Exercise objective: Output the stretch from "Tuesday, March 21, 2017" through "our learning journey?" in the blog post on analytic studies and the role of questions, copying it word for word.

Tuesday, March 21, 2017

Part 2: Complexity of the Real World Has Outpaced the Myth of the Linear Method – The Need for a Science-Based Methodology Based on Questions.

Part 1 (see link to Part 1 here), presented some information on the use of linear models that typically reflect the ideal journey of a development or learning journey. Unfortunately, the real world typically deviates from this ideal view. What sort of model should we use that would more reflect our learning journey?
Learning from Deming – The Analytic Study
Deming offers some help on distinguishing two types of studies for learning from data and our experience in the real world. He classified studies into two types (1975), depending on the type of action that will be taken[i]:
1.       Enumerative study: one in which action will be taken on the universe that was studied (e.g., conducting a census, or sampling materials for a decision on acceptance or pricing).
2.       Analytic study: one in which action will be taken on a cause system to improve performance of a product, process, or system in the future (e.g., a study to select a future raw-material supplier or using a Shewhart control chart to learn and improve a process).
Note the key word in definition of analytic study – future. For Deming, the problem is prediction. The Foreword to the book, Quality Improvement through Planned Experimentation by Moen, Nolan and Provost (2009), Deming discusses how the results of studies for improvement are used to predict:
Why does anyone make a comparison of two methods, two treatments, two processes, two materials? Why does anyone carry out a test or an experiment? The answer is to predict; to predict whether one of the methods or materials tested will in the future, under a specified range of conditions, perform better than the other one. Prediction is the problem, whether we are talking about applied science, research and development, engineering, or management in industry, education, or government. The question is, what do the data tell us? How do they help us to predict?
What sort of model should we follow that helps us with the problem of prediction? When in doubt we can usually fall back on the methods used in science where questions become our guideposts for learning as we make predictions about the effect of our changes. Questions are powerful.

Science begins and ends in questions, but does not end in the same question in which it began..[ii]
Thinking about how to phrase useful questions is no easy feat. Dennett (2009) has offered a good description of the challenge of getting to useful questions[iii]:
“…anybody who has ever tackled a truly tough problem knows that one of the most difficult tasks is finding the right questions to ask and the right order to ask them in. You have to figure out not only what you don’t know, but what you need to know and don’t need to know, and what you need to know in order to figure out what you need to know, and so forth. The form our questions take opens up some avenues and closes off others, and we don’t want to waste time and energy barking up the wrong trees.”

This quote leads us to some observations about the utility and power of questions as we make changes and improvements:

       When making improvements, questions lay out the journey of learning to develop, test and implement changes.

Record extracts:
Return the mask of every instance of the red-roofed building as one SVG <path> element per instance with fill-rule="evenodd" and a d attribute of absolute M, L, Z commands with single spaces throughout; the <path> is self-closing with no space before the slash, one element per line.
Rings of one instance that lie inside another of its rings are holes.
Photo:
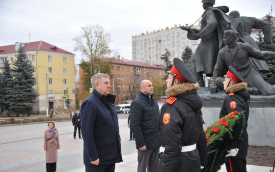
<path fill-rule="evenodd" d="M 126 59 L 110 59 L 111 76 L 110 93 L 116 95 L 115 104 L 130 103 L 139 92 L 139 83 L 155 77 L 162 80 L 165 74 L 164 66 Z M 83 71 L 80 68 L 79 90 L 81 101 L 82 97 Z"/>
<path fill-rule="evenodd" d="M 48 108 L 67 108 L 65 94 L 69 95 L 70 107 L 75 107 L 75 55 L 43 41 L 0 46 L 0 73 L 4 61 L 16 60 L 20 44 L 31 61 L 36 79 L 39 96 L 33 111 L 45 113 Z"/>

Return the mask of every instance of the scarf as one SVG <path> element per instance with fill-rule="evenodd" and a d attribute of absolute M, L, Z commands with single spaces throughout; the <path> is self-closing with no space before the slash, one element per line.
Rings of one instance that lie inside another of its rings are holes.
<path fill-rule="evenodd" d="M 49 132 L 51 133 L 51 134 L 55 134 L 56 133 L 56 131 L 57 131 L 56 128 L 55 128 L 55 127 L 53 129 L 48 128 L 48 131 L 49 131 Z"/>

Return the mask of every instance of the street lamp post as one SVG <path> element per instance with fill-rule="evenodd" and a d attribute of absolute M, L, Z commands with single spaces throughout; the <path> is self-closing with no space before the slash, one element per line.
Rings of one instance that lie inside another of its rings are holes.
<path fill-rule="evenodd" d="M 98 64 L 94 64 L 98 66 L 98 73 L 100 73 L 100 66 L 99 66 L 99 65 Z"/>
<path fill-rule="evenodd" d="M 48 100 L 48 73 L 47 73 L 47 69 L 43 66 L 38 66 L 38 67 L 42 67 L 45 69 L 46 72 L 46 102 L 47 105 L 46 106 L 46 116 L 49 117 L 49 102 Z"/>

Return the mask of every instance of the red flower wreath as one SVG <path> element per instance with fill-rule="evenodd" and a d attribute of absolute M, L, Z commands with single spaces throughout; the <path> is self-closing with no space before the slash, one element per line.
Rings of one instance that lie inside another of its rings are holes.
<path fill-rule="evenodd" d="M 218 127 L 216 127 L 213 129 L 213 132 L 215 133 L 219 133 L 219 132 L 220 131 L 220 130 L 219 129 L 219 128 Z"/>
<path fill-rule="evenodd" d="M 229 125 L 228 123 L 227 122 L 220 122 L 220 125 L 223 125 L 226 127 L 228 127 Z"/>

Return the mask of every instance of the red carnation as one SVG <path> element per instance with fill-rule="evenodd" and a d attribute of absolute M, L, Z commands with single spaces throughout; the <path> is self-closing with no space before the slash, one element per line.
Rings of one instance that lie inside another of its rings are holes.
<path fill-rule="evenodd" d="M 238 111 L 234 111 L 234 112 L 233 112 L 232 113 L 232 114 L 234 114 L 234 115 L 237 115 L 237 114 L 239 114 L 239 112 L 238 112 Z"/>
<path fill-rule="evenodd" d="M 220 122 L 220 125 L 223 125 L 226 127 L 228 127 L 229 124 L 227 122 Z"/>
<path fill-rule="evenodd" d="M 235 116 L 234 115 L 229 115 L 229 117 L 233 119 L 235 117 Z"/>
<path fill-rule="evenodd" d="M 213 129 L 213 132 L 214 132 L 215 133 L 218 133 L 220 131 L 220 130 L 219 129 L 219 128 L 218 127 L 216 127 Z"/>

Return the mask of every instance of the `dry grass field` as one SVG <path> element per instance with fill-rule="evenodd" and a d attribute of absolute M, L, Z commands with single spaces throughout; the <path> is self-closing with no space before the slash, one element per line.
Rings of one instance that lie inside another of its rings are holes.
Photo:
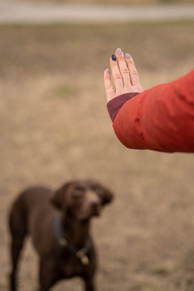
<path fill-rule="evenodd" d="M 8 290 L 7 220 L 17 193 L 94 177 L 115 199 L 92 224 L 99 291 L 194 290 L 194 156 L 130 150 L 106 108 L 104 71 L 118 47 L 145 89 L 194 63 L 194 22 L 0 26 L 0 290 Z M 28 240 L 20 291 L 37 288 Z M 54 291 L 82 290 L 79 278 Z"/>
<path fill-rule="evenodd" d="M 24 0 L 25 1 L 25 0 Z M 193 3 L 193 0 L 35 0 L 37 2 L 112 5 L 144 5 L 186 4 Z"/>

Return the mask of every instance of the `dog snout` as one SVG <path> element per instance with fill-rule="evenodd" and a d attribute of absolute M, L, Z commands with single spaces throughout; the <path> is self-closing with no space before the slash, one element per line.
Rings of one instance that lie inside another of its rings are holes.
<path fill-rule="evenodd" d="M 98 207 L 99 205 L 99 201 L 97 200 L 93 200 L 90 201 L 90 206 L 92 208 L 95 209 Z"/>

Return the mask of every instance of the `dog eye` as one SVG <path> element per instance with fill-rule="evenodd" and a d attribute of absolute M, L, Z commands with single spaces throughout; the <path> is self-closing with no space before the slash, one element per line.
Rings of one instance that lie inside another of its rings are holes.
<path fill-rule="evenodd" d="M 76 191 L 83 192 L 84 190 L 84 189 L 81 186 L 77 186 L 75 188 L 75 190 Z"/>
<path fill-rule="evenodd" d="M 91 187 L 92 189 L 93 190 L 93 191 L 95 191 L 95 192 L 97 192 L 97 193 L 99 193 L 100 191 L 100 187 L 99 187 L 98 185 L 93 185 Z"/>

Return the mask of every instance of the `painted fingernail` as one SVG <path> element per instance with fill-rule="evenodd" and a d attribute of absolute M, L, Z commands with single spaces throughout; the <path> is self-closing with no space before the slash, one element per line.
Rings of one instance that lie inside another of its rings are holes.
<path fill-rule="evenodd" d="M 129 54 L 127 53 L 127 54 L 125 54 L 125 58 L 131 58 L 131 56 Z"/>
<path fill-rule="evenodd" d="M 118 54 L 122 54 L 122 51 L 120 49 L 117 49 L 117 52 Z"/>
<path fill-rule="evenodd" d="M 116 57 L 115 55 L 112 55 L 112 59 L 113 61 L 116 61 Z"/>

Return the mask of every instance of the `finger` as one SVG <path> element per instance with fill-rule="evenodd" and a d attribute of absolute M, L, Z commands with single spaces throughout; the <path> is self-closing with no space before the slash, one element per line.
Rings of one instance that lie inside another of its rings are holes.
<path fill-rule="evenodd" d="M 113 61 L 112 58 L 110 58 L 110 61 L 115 92 L 121 92 L 123 89 L 123 83 L 117 62 L 116 60 Z"/>
<path fill-rule="evenodd" d="M 125 61 L 130 74 L 131 82 L 132 86 L 140 86 L 139 75 L 133 60 L 129 54 L 125 54 Z"/>
<path fill-rule="evenodd" d="M 111 82 L 111 74 L 108 69 L 107 69 L 104 72 L 104 81 L 107 101 L 108 102 L 114 98 L 115 94 L 114 86 Z"/>
<path fill-rule="evenodd" d="M 129 71 L 127 67 L 123 54 L 120 49 L 117 49 L 115 52 L 120 72 L 122 77 L 124 87 L 130 88 L 131 86 Z"/>

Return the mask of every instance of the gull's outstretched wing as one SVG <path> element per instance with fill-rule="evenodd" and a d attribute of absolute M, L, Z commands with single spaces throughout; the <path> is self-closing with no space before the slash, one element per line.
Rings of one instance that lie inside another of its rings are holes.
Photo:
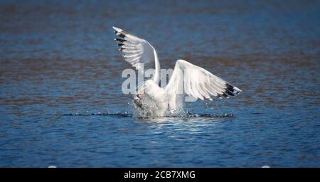
<path fill-rule="evenodd" d="M 146 40 L 135 36 L 119 28 L 112 26 L 114 33 L 120 38 L 114 38 L 119 47 L 119 50 L 123 52 L 122 56 L 127 62 L 132 64 L 138 70 L 144 65 L 144 70 L 154 68 L 156 51 L 152 46 Z"/>
<path fill-rule="evenodd" d="M 184 90 L 181 85 L 183 85 Z M 228 97 L 242 92 L 205 69 L 183 60 L 176 61 L 165 90 L 168 93 L 186 94 L 201 100 L 212 100 L 213 97 Z"/>

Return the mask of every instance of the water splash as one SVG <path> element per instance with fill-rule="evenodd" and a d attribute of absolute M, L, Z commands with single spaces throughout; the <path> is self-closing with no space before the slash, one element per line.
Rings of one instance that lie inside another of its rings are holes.
<path fill-rule="evenodd" d="M 97 113 L 67 113 L 63 114 L 62 116 L 109 116 L 117 117 L 136 117 L 134 114 L 128 112 L 97 112 Z M 175 117 L 175 118 L 196 118 L 196 117 L 206 117 L 206 118 L 223 118 L 223 117 L 233 117 L 233 114 L 231 113 L 226 114 L 210 114 L 210 113 L 190 113 L 186 112 L 183 114 L 166 115 L 163 117 Z M 137 118 L 152 118 L 151 117 L 136 117 Z"/>

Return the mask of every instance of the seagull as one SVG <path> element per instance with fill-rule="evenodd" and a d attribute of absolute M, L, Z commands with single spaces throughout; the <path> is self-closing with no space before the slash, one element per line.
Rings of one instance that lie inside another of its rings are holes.
<path fill-rule="evenodd" d="M 213 100 L 213 98 L 229 98 L 242 92 L 206 70 L 183 60 L 176 62 L 170 80 L 166 87 L 161 87 L 160 63 L 156 49 L 144 39 L 121 28 L 112 28 L 119 36 L 114 41 L 127 62 L 138 72 L 142 72 L 142 66 L 154 69 L 151 78 L 139 88 L 142 92 L 134 97 L 135 107 L 144 117 L 161 117 L 181 113 L 186 97 L 195 100 Z"/>

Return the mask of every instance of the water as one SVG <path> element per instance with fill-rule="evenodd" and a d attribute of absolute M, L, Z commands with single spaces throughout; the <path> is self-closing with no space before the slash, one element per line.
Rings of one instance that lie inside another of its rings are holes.
<path fill-rule="evenodd" d="M 1 1 L 0 166 L 320 167 L 319 1 Z M 238 86 L 139 119 L 112 26 Z M 226 115 L 225 115 L 226 114 Z M 223 117 L 226 116 L 226 117 Z"/>

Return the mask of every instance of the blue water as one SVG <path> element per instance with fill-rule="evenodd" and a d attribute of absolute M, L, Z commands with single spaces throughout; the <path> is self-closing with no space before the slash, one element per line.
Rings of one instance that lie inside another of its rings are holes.
<path fill-rule="evenodd" d="M 319 1 L 1 1 L 0 166 L 320 167 L 319 19 Z M 132 117 L 112 26 L 243 92 Z"/>

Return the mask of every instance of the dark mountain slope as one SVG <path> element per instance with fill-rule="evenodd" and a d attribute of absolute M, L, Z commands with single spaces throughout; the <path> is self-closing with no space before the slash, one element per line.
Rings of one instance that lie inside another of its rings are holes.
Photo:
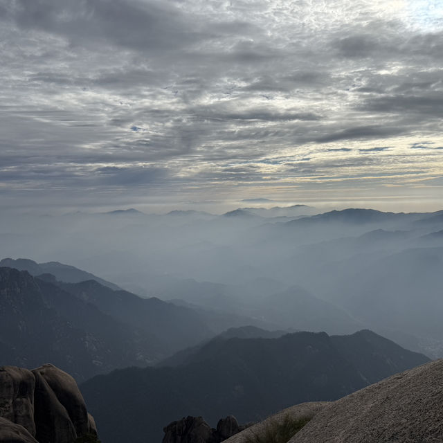
<path fill-rule="evenodd" d="M 67 292 L 118 320 L 155 335 L 166 356 L 215 334 L 192 309 L 156 298 L 141 298 L 127 291 L 112 291 L 94 280 L 58 283 Z"/>
<path fill-rule="evenodd" d="M 26 271 L 0 268 L 0 365 L 51 361 L 78 380 L 161 352 L 156 337 L 124 325 Z"/>
<path fill-rule="evenodd" d="M 229 414 L 257 420 L 296 403 L 336 399 L 381 373 L 428 361 L 370 333 L 336 341 L 324 332 L 217 340 L 184 365 L 117 370 L 82 390 L 107 443 L 160 442 L 162 427 L 181 417 L 203 415 L 213 424 Z"/>
<path fill-rule="evenodd" d="M 165 366 L 180 366 L 190 363 L 194 356 L 200 350 L 208 345 L 210 341 L 217 340 L 228 340 L 228 338 L 278 338 L 288 333 L 288 331 L 266 331 L 255 326 L 242 326 L 240 327 L 231 327 L 197 346 L 187 347 L 179 351 L 170 357 L 162 360 L 156 365 L 158 368 Z"/>
<path fill-rule="evenodd" d="M 120 289 L 116 284 L 107 282 L 89 272 L 58 262 L 37 263 L 27 258 L 17 258 L 17 260 L 3 258 L 0 261 L 0 266 L 15 268 L 19 271 L 27 271 L 34 277 L 49 273 L 54 275 L 57 280 L 68 283 L 78 283 L 86 280 L 95 280 L 100 284 L 107 286 L 112 289 Z"/>

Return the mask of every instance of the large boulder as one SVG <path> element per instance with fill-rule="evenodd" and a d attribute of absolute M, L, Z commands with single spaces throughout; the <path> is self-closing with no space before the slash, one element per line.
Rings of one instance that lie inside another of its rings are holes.
<path fill-rule="evenodd" d="M 393 375 L 334 401 L 289 443 L 361 442 L 443 442 L 443 360 Z"/>
<path fill-rule="evenodd" d="M 0 442 L 39 443 L 21 425 L 0 417 Z"/>
<path fill-rule="evenodd" d="M 71 422 L 76 437 L 87 433 L 89 428 L 88 413 L 83 396 L 74 379 L 66 372 L 51 364 L 43 365 L 34 369 L 33 373 L 35 376 L 36 381 L 36 404 L 40 401 L 39 395 L 51 399 L 46 406 L 52 409 L 54 414 L 58 411 L 59 418 L 62 420 L 67 418 L 68 421 Z M 37 409 L 36 405 L 36 412 Z M 53 417 L 55 417 L 55 415 Z M 57 441 L 61 442 L 61 440 Z"/>
<path fill-rule="evenodd" d="M 233 415 L 219 420 L 211 428 L 201 417 L 188 416 L 163 428 L 163 443 L 220 443 L 250 424 L 239 425 Z"/>
<path fill-rule="evenodd" d="M 163 443 L 208 443 L 213 434 L 211 427 L 201 417 L 188 415 L 163 428 Z"/>
<path fill-rule="evenodd" d="M 50 364 L 32 371 L 0 367 L 0 443 L 74 443 L 97 435 L 75 381 Z"/>
<path fill-rule="evenodd" d="M 0 417 L 22 426 L 35 435 L 34 387 L 35 379 L 27 369 L 0 368 Z"/>

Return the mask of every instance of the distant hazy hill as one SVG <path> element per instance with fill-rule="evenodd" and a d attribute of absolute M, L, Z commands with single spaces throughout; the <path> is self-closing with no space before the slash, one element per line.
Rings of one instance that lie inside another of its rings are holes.
<path fill-rule="evenodd" d="M 52 274 L 55 278 L 67 283 L 78 283 L 87 280 L 95 280 L 100 284 L 107 286 L 112 289 L 120 288 L 111 282 L 107 282 L 100 277 L 86 271 L 82 271 L 78 268 L 68 264 L 63 264 L 58 262 L 48 262 L 48 263 L 36 263 L 33 260 L 27 258 L 4 258 L 0 261 L 0 266 L 15 268 L 19 271 L 27 271 L 31 275 L 37 276 L 41 274 Z"/>
<path fill-rule="evenodd" d="M 266 331 L 255 326 L 242 326 L 239 327 L 230 327 L 222 334 L 216 336 L 210 341 L 188 347 L 181 351 L 179 351 L 170 357 L 168 357 L 156 365 L 158 368 L 165 366 L 180 366 L 192 361 L 194 356 L 197 354 L 201 348 L 207 345 L 210 341 L 217 340 L 228 340 L 228 338 L 278 338 L 282 335 L 287 334 L 287 331 Z"/>
<path fill-rule="evenodd" d="M 186 415 L 242 422 L 306 401 L 332 400 L 428 361 L 370 331 L 344 337 L 299 332 L 278 338 L 215 340 L 176 368 L 128 368 L 82 390 L 107 443 L 159 442 Z"/>

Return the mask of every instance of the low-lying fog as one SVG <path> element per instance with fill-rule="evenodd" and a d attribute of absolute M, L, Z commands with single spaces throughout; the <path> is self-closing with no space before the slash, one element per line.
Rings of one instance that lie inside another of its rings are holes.
<path fill-rule="evenodd" d="M 443 211 L 317 213 L 3 215 L 1 258 L 72 264 L 142 296 L 269 329 L 368 328 L 443 356 Z"/>

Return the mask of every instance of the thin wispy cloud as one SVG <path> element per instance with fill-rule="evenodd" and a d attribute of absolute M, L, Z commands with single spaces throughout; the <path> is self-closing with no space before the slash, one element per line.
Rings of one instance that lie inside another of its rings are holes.
<path fill-rule="evenodd" d="M 249 197 L 252 183 L 260 197 L 273 183 L 307 186 L 300 170 L 359 177 L 370 159 L 392 181 L 415 163 L 433 177 L 441 150 L 417 149 L 443 145 L 443 23 L 431 6 L 0 1 L 0 195 L 144 187 L 213 199 L 235 183 Z"/>

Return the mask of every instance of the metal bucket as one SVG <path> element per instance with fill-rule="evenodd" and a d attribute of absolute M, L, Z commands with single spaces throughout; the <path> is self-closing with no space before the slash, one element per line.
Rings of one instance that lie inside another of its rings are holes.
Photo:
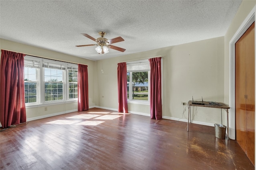
<path fill-rule="evenodd" d="M 226 129 L 227 127 L 221 124 L 214 124 L 215 137 L 220 139 L 226 138 Z"/>

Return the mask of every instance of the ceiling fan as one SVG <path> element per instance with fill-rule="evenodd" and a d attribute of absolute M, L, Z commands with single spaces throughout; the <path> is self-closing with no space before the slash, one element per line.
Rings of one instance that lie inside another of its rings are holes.
<path fill-rule="evenodd" d="M 89 44 L 87 45 L 76 45 L 76 47 L 85 47 L 90 46 L 92 45 L 98 45 L 98 47 L 95 49 L 96 51 L 99 54 L 106 54 L 108 53 L 108 49 L 107 47 L 118 50 L 120 51 L 124 52 L 126 49 L 123 49 L 118 47 L 112 45 L 114 43 L 118 43 L 118 42 L 123 41 L 124 41 L 121 37 L 117 37 L 108 40 L 106 38 L 104 38 L 104 37 L 106 35 L 106 33 L 105 32 L 99 32 L 99 35 L 101 36 L 99 38 L 95 39 L 95 38 L 91 37 L 87 34 L 81 34 L 85 37 L 96 41 L 97 44 Z"/>

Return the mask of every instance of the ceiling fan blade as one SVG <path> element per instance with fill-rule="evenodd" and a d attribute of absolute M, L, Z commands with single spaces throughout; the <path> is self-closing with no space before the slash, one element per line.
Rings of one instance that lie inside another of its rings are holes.
<path fill-rule="evenodd" d="M 124 41 L 123 38 L 121 37 L 117 37 L 116 38 L 113 38 L 113 39 L 109 39 L 107 41 L 107 42 L 108 42 L 109 44 L 114 44 L 114 43 L 118 43 L 118 42 L 123 41 Z"/>
<path fill-rule="evenodd" d="M 88 34 L 82 34 L 83 35 L 84 35 L 85 37 L 87 37 L 87 38 L 90 38 L 90 39 L 91 39 L 92 40 L 94 41 L 97 41 L 97 39 L 95 39 L 95 38 L 94 38 L 94 37 L 91 37 Z"/>
<path fill-rule="evenodd" d="M 97 45 L 97 44 L 88 44 L 88 45 L 76 45 L 76 47 L 80 47 L 91 46 L 92 45 Z"/>
<path fill-rule="evenodd" d="M 122 49 L 120 47 L 118 47 L 115 46 L 113 45 L 109 45 L 108 46 L 108 48 L 110 48 L 110 49 L 114 49 L 114 50 L 118 50 L 120 51 L 124 52 L 126 50 L 126 49 Z"/>

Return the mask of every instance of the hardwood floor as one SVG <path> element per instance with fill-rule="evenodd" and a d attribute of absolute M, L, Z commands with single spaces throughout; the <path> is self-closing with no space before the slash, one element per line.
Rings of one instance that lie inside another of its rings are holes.
<path fill-rule="evenodd" d="M 92 108 L 2 132 L 1 170 L 253 170 L 214 127 Z"/>

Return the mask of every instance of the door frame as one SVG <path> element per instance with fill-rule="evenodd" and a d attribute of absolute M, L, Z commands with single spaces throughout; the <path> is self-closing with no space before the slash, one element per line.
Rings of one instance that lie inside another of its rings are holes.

Full answer:
Tuesday, March 21, 2017

Part 2: Complexity of the Real World Has Outpaced the Myth of the Linear Method – The Need for a Science-Based Methodology Based on Questions.

Part 1 (see link to Part 1 here), presented some information on the use of linear models that typically reflect the ideal journey of a development or learning journey. Unfortunately, the real world typically deviates from this ideal view. What sort of model should we use that would more reflect our learning journey?